**What you will do**
**a)** According to the BMAD datamodule page, how many public medical-imaging datasets does BMAD comprise?
**b)** Continue the BMAD datamodule page from the point where it stops.

**Study text**
*** Block opens ***

BMAD Datamodule

BMAD Datamodule#

BMAD Data Module.

This module provides a PyTorch Lightning DataModule for the BMAD (Benchmarks for Medical Anomaly Detection) dataset. If the dataset is not available locally, it will be downloaded and prepared automatically.

BMAD is a standardized benchmark comprising six reorganized public medical-imaging datasets from five domains: brain MRI, liver CT, retinal OCT, chest X-ray, and digital histopathology. Within these datasets, three support pixel-level anomaly localization, while the remaining three are for sample-level anomaly detection only :contentReference[oaicite:0]{index=0}.

Example

Create a BMAD datamodule:

>>> from anomalib.data import BMAD
>>> datamodule = BMAD(
...     root="./datasets/BMAD",
...     dataset="Brain",       # options: "Brain", "Chest", "Histopathology", "Liver", "Retina_OCT2017",
                                            "Retina_RESC"
... )

Notes

The dataset will be automatically downloaded and reorganized upon first usage. Directory structure after preparation may look like:

datasets/
└── BMAD/
    ├── Brain/
    │   ├── train/
    │   │   └── good/
    │   ├── valid/
    │   │   ├── good/
    │   │   └── Ungood/ (if applicable with masks for localization)

*** Block closes ***

**Input data**
*** Block opens ***

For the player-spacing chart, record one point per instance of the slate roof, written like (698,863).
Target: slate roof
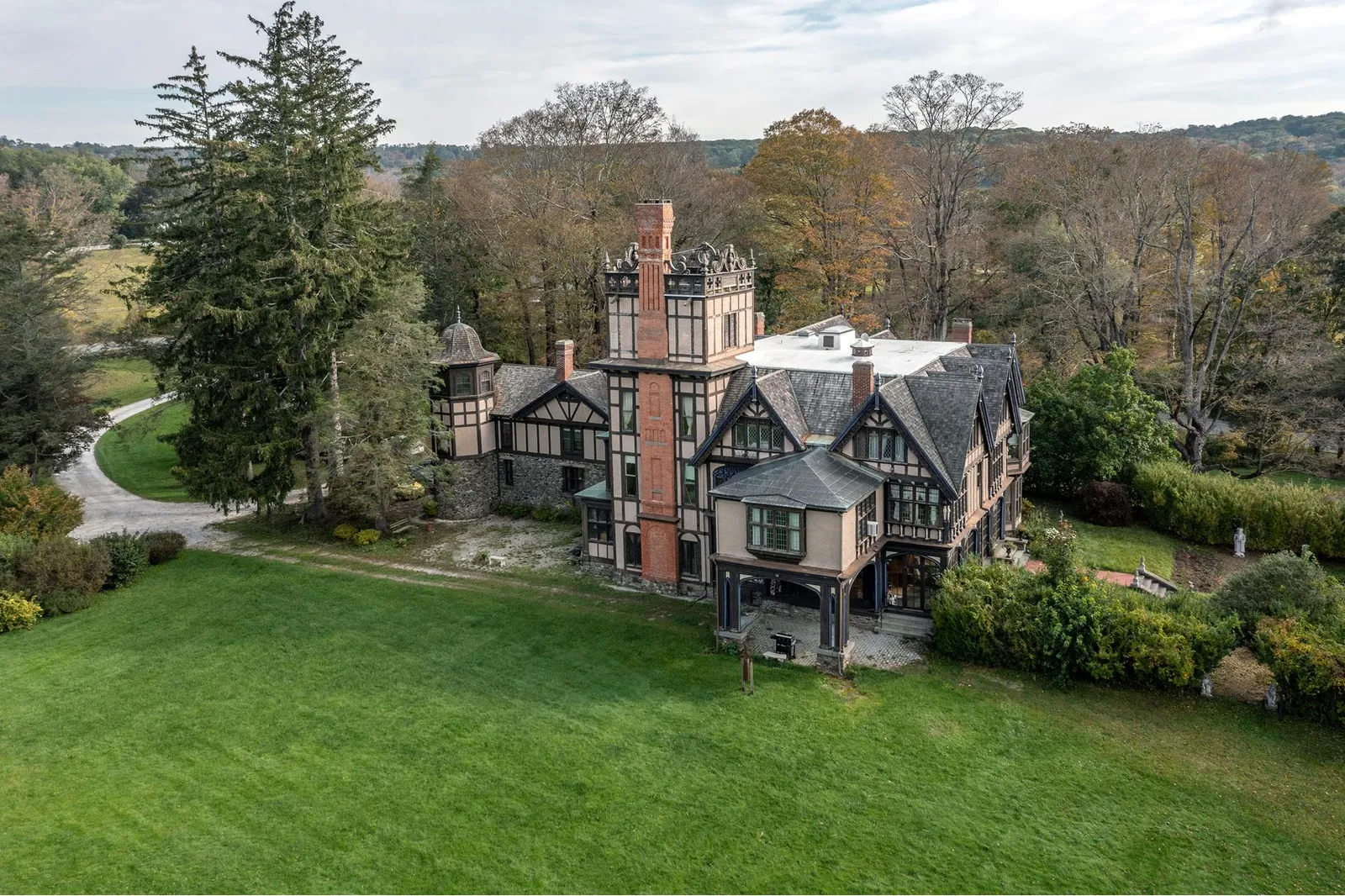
(995,372)
(947,403)
(898,396)
(595,493)
(824,398)
(459,345)
(592,385)
(814,478)
(775,389)
(518,385)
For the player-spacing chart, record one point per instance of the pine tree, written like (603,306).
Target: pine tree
(272,257)
(388,363)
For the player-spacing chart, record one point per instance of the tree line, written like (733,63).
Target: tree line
(1221,268)
(300,295)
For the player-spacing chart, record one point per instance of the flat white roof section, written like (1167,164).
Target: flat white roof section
(891,356)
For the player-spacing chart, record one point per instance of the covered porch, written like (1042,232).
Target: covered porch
(757,600)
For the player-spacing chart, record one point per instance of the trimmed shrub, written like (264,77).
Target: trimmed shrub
(989,615)
(1208,508)
(62,575)
(18,611)
(1069,626)
(163,546)
(1284,586)
(10,549)
(35,512)
(127,555)
(1309,667)
(1106,503)
(1156,643)
(1071,631)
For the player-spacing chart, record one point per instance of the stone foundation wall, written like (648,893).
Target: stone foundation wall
(605,569)
(537,479)
(471,488)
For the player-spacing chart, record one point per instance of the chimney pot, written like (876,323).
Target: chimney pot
(564,360)
(861,382)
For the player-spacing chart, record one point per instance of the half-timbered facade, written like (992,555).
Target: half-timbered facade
(838,470)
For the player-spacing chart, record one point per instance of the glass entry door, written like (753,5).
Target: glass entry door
(912,582)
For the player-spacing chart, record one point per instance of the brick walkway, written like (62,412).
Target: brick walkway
(867,646)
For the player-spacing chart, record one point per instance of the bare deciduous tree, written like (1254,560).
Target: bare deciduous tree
(947,123)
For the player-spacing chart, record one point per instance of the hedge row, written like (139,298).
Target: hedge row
(1208,508)
(1073,627)
(64,576)
(1309,667)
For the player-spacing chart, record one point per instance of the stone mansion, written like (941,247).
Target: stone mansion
(822,467)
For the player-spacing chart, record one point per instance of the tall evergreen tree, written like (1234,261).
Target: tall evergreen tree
(272,256)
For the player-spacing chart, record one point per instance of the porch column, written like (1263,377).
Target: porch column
(880,582)
(836,630)
(731,602)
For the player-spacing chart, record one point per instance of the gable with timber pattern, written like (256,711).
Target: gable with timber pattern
(760,436)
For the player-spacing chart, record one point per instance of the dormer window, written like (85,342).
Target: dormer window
(757,435)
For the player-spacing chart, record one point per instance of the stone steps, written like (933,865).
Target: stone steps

*** Block closes ***

**Answers by task**
**a)** Six.

**b)**
    │   └── test/
    │       ├── good/
    │       └── Ungood/
    ├── Liver/
    ├── Retina_OCT2017/
    ├── Retina_RESC/
    ├── Chest/
    └── Histopathology/

License:: BMAD dataset is released under the Creative Commons Attribution-NonCommercial-ShareAlike 4.0 International License (CC BY-NC-SA 4.0). https://creativecommons.org/licenses/by-nc-sa/4.0/
Reference:: Jinan Bao, Hanshi Sun, Hanqiu Deng, Yinsheng He, Zhaoxiang Zhang, Xingyu Li: “BMAD: Benchmarks for Medical Anomaly Detection,” arXiv preprint arXiv:2306.11876, 2023. DOI: 10.48550/arXiv.2306.11876 https://arxiv.org/abs/2306.11876

class anomalib.data.datamodules.image.bmad.BMAD(root='./datasets/BMAD', category='Brain', train_batch_size=32, eval_batch_size=32, num_workers=8, train_augmentations=None, val_augmentations=None, test_augmentations=None, augmentations=None, test_split_mode=TestSplitMode.FROM_DIR, test_split_ratio=0.2, val_split_mode=ValSplitMode.FROM_DIR, val_split_ratio=None, seed=None)#

Bases: AnomalibDataModule

BMAD Datamodule.

Parameters:

root (Path | str) – Path to the root of the dataset. Defaults to "./datasets/BMAD".
category (str) – Category of the BMAD dataset (e.g. "Brain", "Liver", "Retina_OCT2017", "Retina_RESC", "Chest", or "Histopathology"). Defaults to "Brain".
train_batch_size (int, optional) – Training batch size. Defaults to 32.
eval_batch_size (int, optional) – Test batch size. Defaults to 32.
num_workers (int, optional) – Number of workers. Defaults to 8.
train_augmentations (Transform | None) – Augmentations to apply to the training images. Defaults to None.
val_augmentations (Transform | None) – Augmentations to apply to the validation images. Defaults to None.
test_augmentations (Transform | None) – Augmentations to apply to the test images. Defaults to None.
augmentations (Transform | None) – General augmentations to apply if stage-specific augmentations are not provided.
test_split_mode (TestSplitMode | str) – Method to create test set. Defaults to TestSplitMode.FROM_DIR.
test_split_ratio (float) – Fraction of data to use for testing. Defaults to 0.2.
val_split_mode (ValSplitMode | str) – Method to create validation set. Defaults to ValSplitMode.SAME_AS_TEST.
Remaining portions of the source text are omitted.